:: Dataset excerpts ::

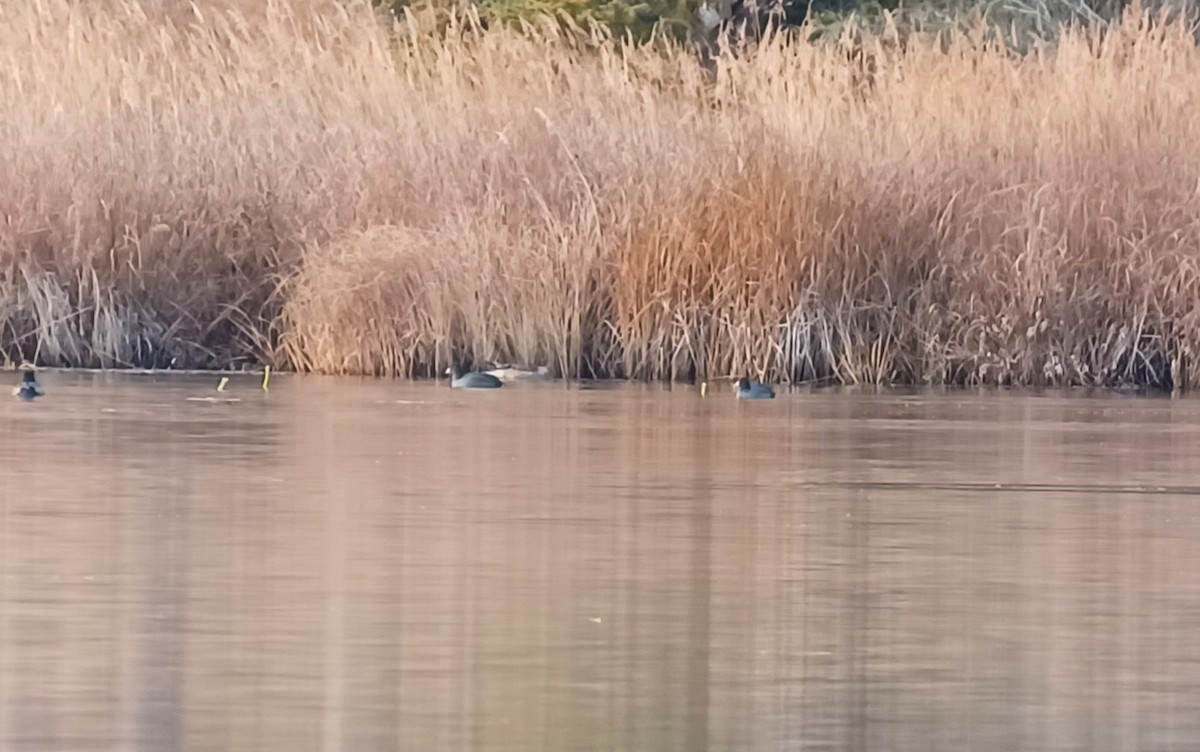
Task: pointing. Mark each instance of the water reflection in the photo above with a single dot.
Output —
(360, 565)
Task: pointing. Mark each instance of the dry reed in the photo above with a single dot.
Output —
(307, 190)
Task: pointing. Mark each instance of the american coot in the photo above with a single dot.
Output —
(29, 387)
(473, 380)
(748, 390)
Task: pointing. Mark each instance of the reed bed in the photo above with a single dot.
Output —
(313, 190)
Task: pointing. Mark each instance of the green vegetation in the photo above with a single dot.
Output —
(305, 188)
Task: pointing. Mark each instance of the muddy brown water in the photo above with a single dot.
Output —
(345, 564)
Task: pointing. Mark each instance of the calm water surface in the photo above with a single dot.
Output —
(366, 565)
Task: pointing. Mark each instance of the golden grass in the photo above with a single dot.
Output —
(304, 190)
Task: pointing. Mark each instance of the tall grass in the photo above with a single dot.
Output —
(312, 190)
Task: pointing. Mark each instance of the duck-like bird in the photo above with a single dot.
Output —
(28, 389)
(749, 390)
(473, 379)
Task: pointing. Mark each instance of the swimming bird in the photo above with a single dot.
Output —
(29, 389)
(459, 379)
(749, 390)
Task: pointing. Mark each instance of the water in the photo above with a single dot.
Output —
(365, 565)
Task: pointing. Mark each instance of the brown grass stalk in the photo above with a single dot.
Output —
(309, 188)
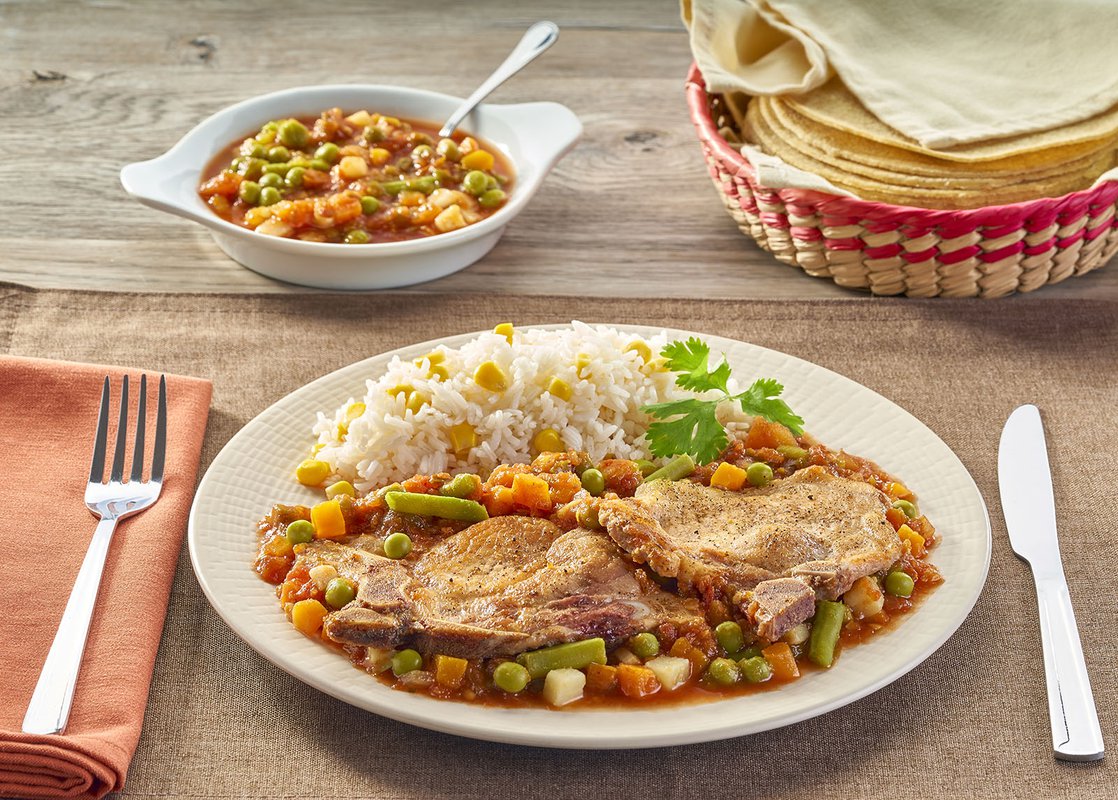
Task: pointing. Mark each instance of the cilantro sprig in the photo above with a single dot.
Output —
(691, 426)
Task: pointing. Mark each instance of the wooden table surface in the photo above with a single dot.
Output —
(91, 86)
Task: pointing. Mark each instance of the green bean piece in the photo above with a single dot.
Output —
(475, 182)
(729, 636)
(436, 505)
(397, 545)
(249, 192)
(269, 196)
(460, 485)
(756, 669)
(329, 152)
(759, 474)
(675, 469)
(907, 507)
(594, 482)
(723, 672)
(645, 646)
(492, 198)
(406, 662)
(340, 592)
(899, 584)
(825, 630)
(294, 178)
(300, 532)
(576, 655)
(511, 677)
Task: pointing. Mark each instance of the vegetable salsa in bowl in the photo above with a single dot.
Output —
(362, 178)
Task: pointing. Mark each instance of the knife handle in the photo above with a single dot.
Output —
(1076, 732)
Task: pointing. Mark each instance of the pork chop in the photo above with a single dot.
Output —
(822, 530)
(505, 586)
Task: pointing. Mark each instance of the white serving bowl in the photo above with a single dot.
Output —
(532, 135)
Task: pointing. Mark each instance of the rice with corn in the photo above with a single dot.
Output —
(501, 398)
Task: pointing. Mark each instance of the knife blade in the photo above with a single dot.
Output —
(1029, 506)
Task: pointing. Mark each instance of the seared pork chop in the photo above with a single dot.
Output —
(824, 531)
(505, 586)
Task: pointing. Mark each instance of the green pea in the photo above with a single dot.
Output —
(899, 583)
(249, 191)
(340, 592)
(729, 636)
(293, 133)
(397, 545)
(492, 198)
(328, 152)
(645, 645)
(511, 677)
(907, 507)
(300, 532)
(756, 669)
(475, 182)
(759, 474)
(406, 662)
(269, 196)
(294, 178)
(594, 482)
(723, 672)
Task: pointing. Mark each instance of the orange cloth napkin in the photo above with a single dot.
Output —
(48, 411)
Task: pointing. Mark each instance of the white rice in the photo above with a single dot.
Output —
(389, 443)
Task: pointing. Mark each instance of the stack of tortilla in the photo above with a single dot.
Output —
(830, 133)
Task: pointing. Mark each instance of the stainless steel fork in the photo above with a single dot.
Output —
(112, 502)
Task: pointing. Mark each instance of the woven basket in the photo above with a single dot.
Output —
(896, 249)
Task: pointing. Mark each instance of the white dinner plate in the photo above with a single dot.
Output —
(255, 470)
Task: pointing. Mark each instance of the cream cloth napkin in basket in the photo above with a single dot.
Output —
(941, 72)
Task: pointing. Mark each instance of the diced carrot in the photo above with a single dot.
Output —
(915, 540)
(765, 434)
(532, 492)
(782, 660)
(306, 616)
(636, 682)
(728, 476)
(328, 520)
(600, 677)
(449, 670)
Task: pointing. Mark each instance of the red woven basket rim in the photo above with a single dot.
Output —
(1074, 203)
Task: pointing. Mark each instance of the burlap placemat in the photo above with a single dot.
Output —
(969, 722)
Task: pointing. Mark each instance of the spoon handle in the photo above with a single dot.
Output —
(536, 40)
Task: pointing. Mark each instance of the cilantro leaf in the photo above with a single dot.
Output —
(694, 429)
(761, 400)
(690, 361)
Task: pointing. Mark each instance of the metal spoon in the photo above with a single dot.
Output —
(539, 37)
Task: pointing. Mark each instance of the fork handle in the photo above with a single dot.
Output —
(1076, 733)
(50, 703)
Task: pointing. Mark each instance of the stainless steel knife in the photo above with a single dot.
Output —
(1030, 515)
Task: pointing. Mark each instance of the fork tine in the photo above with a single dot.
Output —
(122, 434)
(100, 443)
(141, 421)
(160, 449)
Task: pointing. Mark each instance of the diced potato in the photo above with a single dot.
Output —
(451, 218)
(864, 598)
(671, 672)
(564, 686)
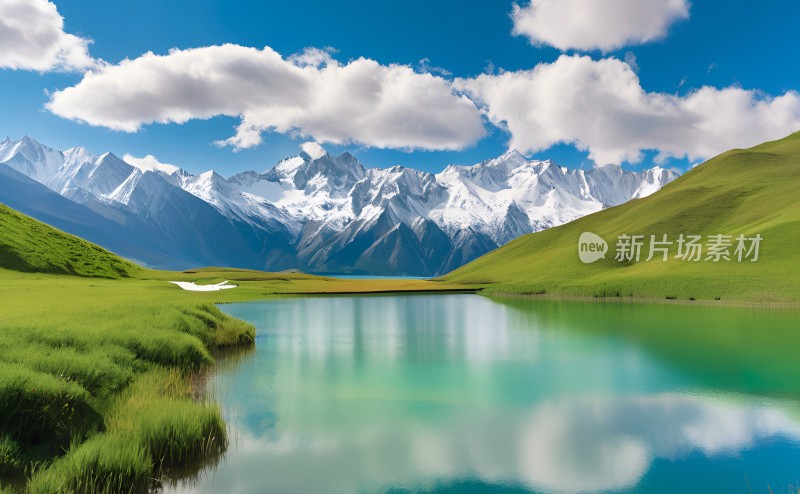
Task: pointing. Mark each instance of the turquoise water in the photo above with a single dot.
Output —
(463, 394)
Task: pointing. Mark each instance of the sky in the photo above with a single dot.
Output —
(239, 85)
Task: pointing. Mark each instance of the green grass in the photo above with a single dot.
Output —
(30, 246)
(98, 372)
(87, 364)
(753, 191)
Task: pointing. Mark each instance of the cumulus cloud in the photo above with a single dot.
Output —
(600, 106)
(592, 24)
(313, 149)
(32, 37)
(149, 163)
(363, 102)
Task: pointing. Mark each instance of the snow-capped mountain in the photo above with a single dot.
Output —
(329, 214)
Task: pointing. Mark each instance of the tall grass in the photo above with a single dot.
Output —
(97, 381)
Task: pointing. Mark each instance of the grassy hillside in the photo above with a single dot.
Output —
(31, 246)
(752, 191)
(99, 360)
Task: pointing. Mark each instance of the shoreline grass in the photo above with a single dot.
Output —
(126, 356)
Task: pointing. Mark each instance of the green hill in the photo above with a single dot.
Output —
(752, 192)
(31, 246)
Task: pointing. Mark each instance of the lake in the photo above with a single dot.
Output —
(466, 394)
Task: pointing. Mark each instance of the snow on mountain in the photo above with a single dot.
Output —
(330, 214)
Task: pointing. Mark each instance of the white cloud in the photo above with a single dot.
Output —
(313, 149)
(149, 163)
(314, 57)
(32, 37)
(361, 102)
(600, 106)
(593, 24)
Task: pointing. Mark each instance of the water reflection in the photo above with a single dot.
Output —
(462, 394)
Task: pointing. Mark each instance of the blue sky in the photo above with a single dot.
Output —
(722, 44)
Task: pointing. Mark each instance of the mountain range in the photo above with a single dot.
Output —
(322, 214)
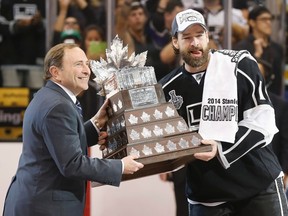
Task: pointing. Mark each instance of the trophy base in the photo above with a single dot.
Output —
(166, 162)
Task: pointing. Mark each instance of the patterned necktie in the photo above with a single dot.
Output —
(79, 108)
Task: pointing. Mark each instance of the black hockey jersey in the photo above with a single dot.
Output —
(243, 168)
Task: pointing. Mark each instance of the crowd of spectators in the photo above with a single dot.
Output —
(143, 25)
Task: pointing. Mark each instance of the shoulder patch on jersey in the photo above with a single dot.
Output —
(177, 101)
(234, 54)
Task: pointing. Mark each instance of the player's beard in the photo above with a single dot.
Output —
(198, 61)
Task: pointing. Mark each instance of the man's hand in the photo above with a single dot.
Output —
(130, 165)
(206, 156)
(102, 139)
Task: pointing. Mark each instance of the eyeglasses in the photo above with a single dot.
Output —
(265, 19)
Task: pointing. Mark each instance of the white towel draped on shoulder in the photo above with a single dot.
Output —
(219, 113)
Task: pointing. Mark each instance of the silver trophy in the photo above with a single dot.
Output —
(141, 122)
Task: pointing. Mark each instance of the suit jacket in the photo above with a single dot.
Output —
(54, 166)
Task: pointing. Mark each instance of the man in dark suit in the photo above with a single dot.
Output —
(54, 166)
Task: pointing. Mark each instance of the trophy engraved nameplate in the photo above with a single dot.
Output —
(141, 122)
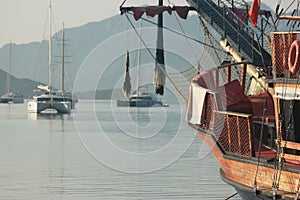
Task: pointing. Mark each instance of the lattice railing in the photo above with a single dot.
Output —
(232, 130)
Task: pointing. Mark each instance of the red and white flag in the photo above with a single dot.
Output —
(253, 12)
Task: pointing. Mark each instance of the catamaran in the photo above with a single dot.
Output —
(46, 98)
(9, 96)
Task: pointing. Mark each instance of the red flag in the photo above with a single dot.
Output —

:::

Problem to work on ->
Write out, please, the lines of the listing above from the one with "Task: pointing. Mark each instance of the suit" through the very last, exactly as given and with no pictures.

Expected answer ->
Task: pointing. Mark each instance of the suit jacket in the photo above with a single dot.
Output —
(54, 166)
Task: pointing. Mark each instance of the man in dark suit in the photo above with a single dot.
Output —
(54, 166)
Task: pointing. Mark each instance of the trophy engraved nameplate in the photo above with a single dot.
Output —
(141, 122)
Task: pointing. Mark each instance of the lattice railing in the photo above with a single dot.
Output —
(232, 130)
Task: pointing. Mark each instance of the red and white flag in the photo above with a single dot.
Output —
(253, 12)
Task: pointing. Mark each instance of the catamaran in the photo above with a single dot.
Output —
(46, 98)
(9, 96)
Task: pointing. Mark each instance of the red flag in the photo above with a single dot.
Output —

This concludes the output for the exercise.